### Given request
Show every line below that contains the word "distant", copying each one in full.

### Material for the task
════════════════

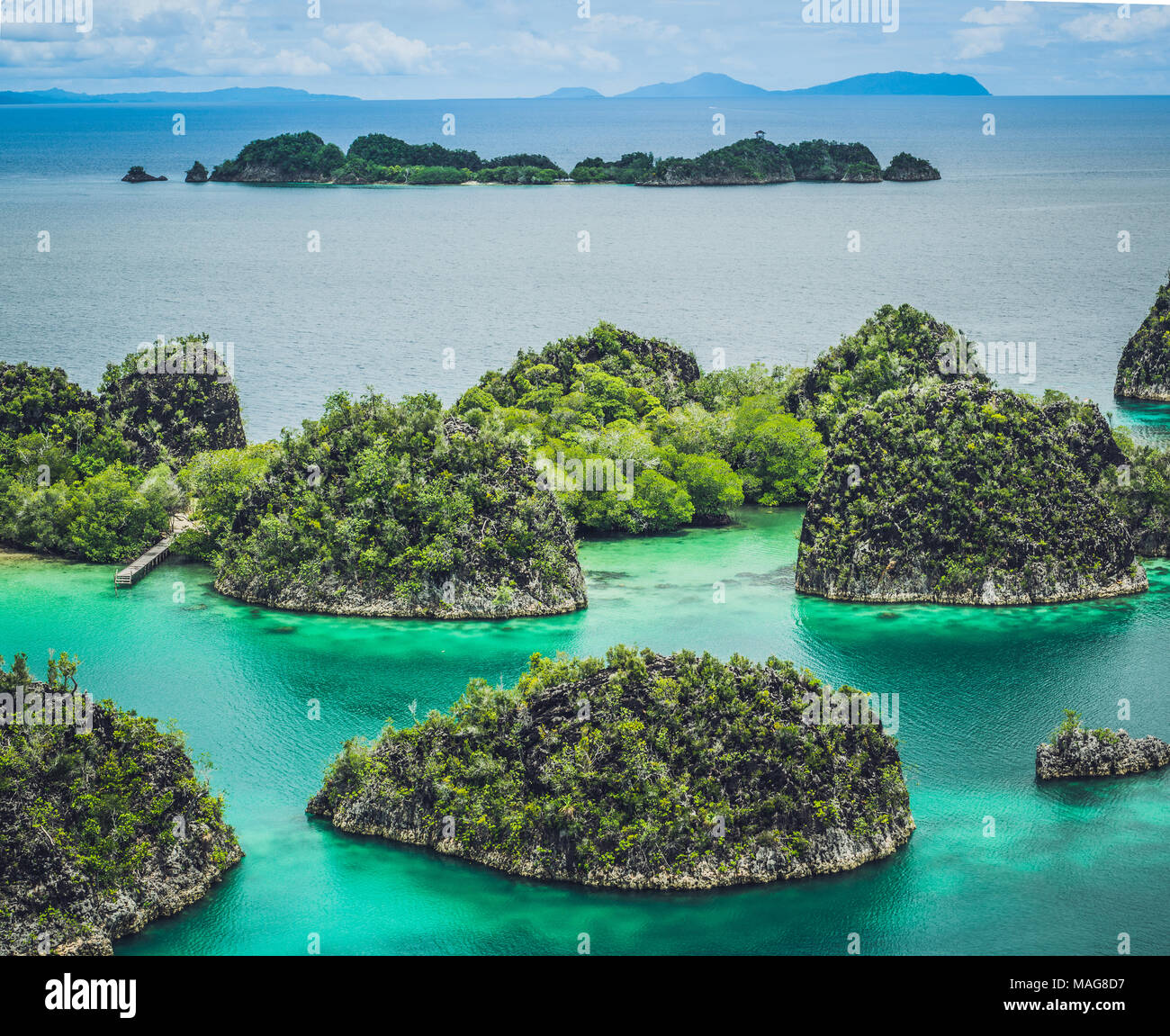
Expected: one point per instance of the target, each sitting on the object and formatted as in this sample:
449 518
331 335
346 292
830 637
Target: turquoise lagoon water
1069 868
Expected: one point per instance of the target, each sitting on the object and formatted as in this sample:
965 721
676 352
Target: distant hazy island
375 158
705 85
717 85
636 771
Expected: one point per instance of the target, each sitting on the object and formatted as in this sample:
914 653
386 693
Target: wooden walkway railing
133 572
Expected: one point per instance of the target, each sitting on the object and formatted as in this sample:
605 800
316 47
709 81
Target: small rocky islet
1076 752
137 175
104 824
636 770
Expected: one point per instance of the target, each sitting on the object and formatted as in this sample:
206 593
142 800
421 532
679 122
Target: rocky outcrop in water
1081 752
964 494
384 509
137 175
1143 371
752 160
905 168
636 771
174 401
101 832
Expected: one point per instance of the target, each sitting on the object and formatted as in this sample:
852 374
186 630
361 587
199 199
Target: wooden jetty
133 572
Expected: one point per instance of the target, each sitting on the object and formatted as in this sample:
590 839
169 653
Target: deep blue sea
1018 241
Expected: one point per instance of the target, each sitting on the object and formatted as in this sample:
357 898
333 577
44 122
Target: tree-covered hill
752 160
1143 371
966 494
104 821
175 401
639 771
392 509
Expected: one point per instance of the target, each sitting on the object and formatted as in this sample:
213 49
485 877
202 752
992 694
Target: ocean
1017 242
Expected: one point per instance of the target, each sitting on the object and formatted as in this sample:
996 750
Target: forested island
94 475
386 509
966 494
377 158
922 480
1076 752
636 771
104 824
1143 371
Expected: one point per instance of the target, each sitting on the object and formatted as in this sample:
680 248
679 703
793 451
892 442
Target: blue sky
508 48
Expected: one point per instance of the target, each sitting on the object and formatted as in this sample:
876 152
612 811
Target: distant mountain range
232 95
706 85
716 85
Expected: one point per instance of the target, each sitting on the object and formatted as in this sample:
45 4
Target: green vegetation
671 446
378 159
752 160
897 347
382 509
375 158
630 168
92 476
635 770
960 493
830 159
905 167
1143 371
287 157
101 828
175 401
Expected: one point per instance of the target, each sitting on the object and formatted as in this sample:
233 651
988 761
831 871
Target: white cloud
374 50
1003 15
630 27
981 41
1106 27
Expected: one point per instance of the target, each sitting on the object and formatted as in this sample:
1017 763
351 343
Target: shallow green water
1069 867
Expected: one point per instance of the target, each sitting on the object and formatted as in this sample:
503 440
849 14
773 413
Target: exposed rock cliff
100 833
174 401
384 509
1080 752
137 175
964 494
638 771
1145 369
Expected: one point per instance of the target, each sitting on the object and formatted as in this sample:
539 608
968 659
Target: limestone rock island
966 494
1145 369
400 509
137 175
1076 752
636 771
104 822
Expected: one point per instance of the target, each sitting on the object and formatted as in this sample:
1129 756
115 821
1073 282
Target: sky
518 48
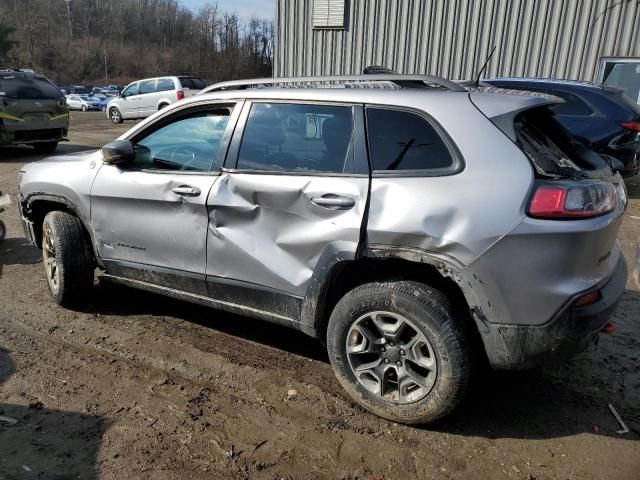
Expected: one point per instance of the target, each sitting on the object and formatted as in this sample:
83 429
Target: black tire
45 147
63 240
115 115
427 313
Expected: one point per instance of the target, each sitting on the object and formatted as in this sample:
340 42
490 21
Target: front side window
297 137
401 140
148 86
187 143
130 90
29 87
192 83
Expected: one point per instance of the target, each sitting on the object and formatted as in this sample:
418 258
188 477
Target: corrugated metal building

════════════════

### Task response
Target: distant hazy island
Target: distant mountain range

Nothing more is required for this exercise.